* START Given information *
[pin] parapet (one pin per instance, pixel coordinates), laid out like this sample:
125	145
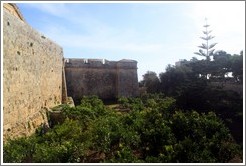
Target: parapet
99	63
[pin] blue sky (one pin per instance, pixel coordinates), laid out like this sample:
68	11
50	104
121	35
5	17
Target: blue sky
154	34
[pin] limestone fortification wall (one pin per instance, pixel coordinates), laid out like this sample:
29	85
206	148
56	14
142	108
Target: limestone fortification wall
32	76
106	79
36	77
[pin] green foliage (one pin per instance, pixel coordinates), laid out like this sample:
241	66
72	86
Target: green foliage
154	130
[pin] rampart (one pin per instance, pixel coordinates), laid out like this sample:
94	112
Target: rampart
106	79
36	77
32	76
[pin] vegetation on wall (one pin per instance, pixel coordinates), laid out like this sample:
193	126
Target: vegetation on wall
153	130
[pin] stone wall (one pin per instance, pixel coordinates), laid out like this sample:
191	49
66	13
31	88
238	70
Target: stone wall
32	76
106	79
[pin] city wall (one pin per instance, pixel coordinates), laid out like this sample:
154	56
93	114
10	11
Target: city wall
106	79
36	77
32	76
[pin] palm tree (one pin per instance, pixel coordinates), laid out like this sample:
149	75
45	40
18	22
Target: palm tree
209	51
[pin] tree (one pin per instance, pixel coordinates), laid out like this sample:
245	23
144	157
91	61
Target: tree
151	82
206	46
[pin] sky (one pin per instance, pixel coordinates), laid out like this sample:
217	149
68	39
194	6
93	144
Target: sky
154	34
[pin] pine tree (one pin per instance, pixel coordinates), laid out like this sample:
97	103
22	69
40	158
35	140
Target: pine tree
209	51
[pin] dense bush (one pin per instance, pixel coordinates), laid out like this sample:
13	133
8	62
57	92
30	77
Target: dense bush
154	130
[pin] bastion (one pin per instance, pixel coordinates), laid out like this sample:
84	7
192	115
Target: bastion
36	77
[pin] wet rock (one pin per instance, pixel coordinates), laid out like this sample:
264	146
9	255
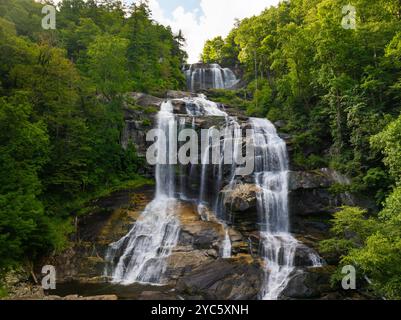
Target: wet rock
228	279
172	94
145	100
305	257
179	106
241	198
309	180
280	124
308	284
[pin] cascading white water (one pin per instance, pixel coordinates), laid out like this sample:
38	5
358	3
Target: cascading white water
142	254
226	247
271	176
209	76
143	251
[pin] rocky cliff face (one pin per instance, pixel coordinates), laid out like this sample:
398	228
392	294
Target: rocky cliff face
195	269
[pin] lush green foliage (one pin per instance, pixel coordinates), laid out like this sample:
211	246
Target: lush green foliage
338	90
61	112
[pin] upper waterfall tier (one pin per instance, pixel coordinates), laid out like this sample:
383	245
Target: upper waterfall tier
202	76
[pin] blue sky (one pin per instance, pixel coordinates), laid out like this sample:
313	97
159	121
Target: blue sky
200	20
170	5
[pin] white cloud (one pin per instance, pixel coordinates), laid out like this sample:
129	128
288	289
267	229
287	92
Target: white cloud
217	18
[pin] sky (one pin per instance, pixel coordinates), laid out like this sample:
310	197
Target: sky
201	20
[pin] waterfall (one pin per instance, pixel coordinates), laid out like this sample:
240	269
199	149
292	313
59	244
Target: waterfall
271	176
143	251
209	76
226	247
141	255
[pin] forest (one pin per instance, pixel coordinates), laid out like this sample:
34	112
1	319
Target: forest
62	94
338	90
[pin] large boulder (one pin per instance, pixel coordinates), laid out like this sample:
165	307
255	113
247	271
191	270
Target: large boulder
224	279
240	198
308	284
145	100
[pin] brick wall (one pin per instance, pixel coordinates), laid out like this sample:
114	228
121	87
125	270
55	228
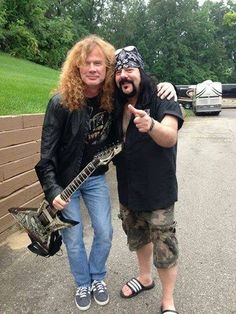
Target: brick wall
19	152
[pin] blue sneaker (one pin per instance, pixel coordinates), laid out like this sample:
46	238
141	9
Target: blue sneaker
83	298
100	294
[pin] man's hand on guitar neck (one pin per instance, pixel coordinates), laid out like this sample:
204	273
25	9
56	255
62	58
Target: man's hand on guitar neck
58	203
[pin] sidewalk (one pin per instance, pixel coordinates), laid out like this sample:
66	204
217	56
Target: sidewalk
205	285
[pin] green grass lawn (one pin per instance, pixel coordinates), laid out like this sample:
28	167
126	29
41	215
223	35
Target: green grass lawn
25	87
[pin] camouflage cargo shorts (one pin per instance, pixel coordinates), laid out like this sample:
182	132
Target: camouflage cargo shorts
157	227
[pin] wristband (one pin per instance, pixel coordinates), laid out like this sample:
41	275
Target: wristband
152	125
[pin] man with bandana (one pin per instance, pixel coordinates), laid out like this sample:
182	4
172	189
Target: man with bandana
146	174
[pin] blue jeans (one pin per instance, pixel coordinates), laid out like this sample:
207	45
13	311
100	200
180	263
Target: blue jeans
86	268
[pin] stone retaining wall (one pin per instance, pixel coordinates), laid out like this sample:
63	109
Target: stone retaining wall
19	152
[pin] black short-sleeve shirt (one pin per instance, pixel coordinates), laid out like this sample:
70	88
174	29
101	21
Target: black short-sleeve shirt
146	172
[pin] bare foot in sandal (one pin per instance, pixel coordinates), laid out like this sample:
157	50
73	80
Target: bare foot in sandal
134	287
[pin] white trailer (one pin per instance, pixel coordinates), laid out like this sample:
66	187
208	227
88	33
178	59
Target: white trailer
207	98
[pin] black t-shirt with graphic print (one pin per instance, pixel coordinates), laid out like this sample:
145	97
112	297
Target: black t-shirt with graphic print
99	135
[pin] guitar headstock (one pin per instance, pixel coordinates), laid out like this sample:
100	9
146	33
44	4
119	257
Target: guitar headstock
106	156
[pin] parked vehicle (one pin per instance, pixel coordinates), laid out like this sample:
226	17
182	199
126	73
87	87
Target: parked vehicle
229	95
185	95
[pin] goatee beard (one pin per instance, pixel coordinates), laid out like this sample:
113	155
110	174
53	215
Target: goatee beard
131	94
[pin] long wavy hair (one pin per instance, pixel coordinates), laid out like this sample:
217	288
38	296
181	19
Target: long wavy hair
71	87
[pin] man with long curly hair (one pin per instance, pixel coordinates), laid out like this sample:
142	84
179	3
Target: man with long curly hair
78	124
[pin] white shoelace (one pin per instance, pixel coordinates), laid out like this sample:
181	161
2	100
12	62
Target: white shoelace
82	292
100	286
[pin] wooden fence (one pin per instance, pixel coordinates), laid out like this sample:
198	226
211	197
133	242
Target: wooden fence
19	152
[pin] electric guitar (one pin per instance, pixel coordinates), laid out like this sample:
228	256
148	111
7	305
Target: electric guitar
42	224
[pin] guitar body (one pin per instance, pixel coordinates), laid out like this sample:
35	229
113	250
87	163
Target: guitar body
40	224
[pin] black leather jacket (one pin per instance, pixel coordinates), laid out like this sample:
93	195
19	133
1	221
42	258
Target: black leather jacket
62	147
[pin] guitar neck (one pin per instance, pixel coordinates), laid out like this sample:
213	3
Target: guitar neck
81	177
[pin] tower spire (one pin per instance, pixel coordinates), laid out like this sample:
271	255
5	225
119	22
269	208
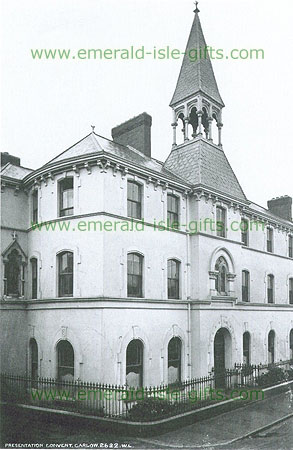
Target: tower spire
196	8
197	100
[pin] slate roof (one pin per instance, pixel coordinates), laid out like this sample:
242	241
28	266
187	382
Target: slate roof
200	162
199	75
15	172
95	144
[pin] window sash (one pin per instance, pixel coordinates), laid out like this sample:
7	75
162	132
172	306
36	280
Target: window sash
133	200
269	240
66	197
173	211
221	220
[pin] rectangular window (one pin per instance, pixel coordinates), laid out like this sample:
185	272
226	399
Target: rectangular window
244	232
291	291
173	211
173	278
65	271
134	275
34	267
245	286
270	288
35	206
270	235
66	197
221	221
133	200
290	247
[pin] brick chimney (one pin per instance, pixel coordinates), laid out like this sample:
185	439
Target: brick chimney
6	158
135	132
281	206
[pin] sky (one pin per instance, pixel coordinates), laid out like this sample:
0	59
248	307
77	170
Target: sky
48	105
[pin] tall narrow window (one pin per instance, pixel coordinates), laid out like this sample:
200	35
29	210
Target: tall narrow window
291	291
66	197
270	235
134	275
34	269
35	206
291	344
173	278
65	358
270	288
134	364
174	360
221	280
33	355
244	226
246	348
14	275
290	246
271	347
173	211
133	199
245	286
65	274
221	222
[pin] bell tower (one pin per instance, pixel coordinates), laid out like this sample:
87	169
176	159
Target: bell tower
196	102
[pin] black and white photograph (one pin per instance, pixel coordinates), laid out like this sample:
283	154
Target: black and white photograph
146	224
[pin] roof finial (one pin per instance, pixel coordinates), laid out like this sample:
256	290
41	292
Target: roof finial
196	8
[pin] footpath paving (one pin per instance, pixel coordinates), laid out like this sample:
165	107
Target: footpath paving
229	427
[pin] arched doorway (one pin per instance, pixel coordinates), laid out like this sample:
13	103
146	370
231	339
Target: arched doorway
174	360
222	356
134	364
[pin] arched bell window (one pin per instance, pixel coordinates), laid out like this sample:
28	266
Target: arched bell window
221	268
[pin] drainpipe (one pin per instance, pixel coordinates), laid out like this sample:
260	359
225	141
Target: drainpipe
189	338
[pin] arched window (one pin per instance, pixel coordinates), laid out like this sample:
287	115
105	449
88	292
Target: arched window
173	278
271	347
270	288
65	274
65	360
14	274
33	356
221	280
134	275
174	360
246	348
134	363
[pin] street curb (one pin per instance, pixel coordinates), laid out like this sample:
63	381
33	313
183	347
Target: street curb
232	441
* END Given information *
- **Stated exercise**: In the entries above, take the line containing "[pin] footpath paving" and each later line through the last, and repeat them exactly. Output nothing else.

- **Response to the task**:
[pin] footpath paving (one pin per instance, pixel coordinates), laid out like this sample:
165	107
Target: footpath paving
229	427
[pin] arched doorway (one pin per instance, pixel coordinates), laid out like this sample:
13	103
146	370
231	339
Target: arched doorway
174	360
222	356
134	364
[pin] arched bell window (one pin per instance, pixel coordinates), laid out like this sample:
28	266
Target: arched bell window
221	268
[pin] drainpipe (one pin per instance, pixel coordinates), laid out like this sample:
260	359
225	141
Target: drainpipe
189	338
[pin] arched window (one pin per instance, pixel coordinates), laid out like this sample:
287	115
105	449
88	292
Target: arched window
173	278
271	347
270	288
65	274
65	360
14	274
33	356
221	280
134	275
174	360
246	348
134	363
[pin] street curb (one pin per instance, pixel coordinates), laid out like this sample:
63	381
33	313
183	347
Target: street curb
232	441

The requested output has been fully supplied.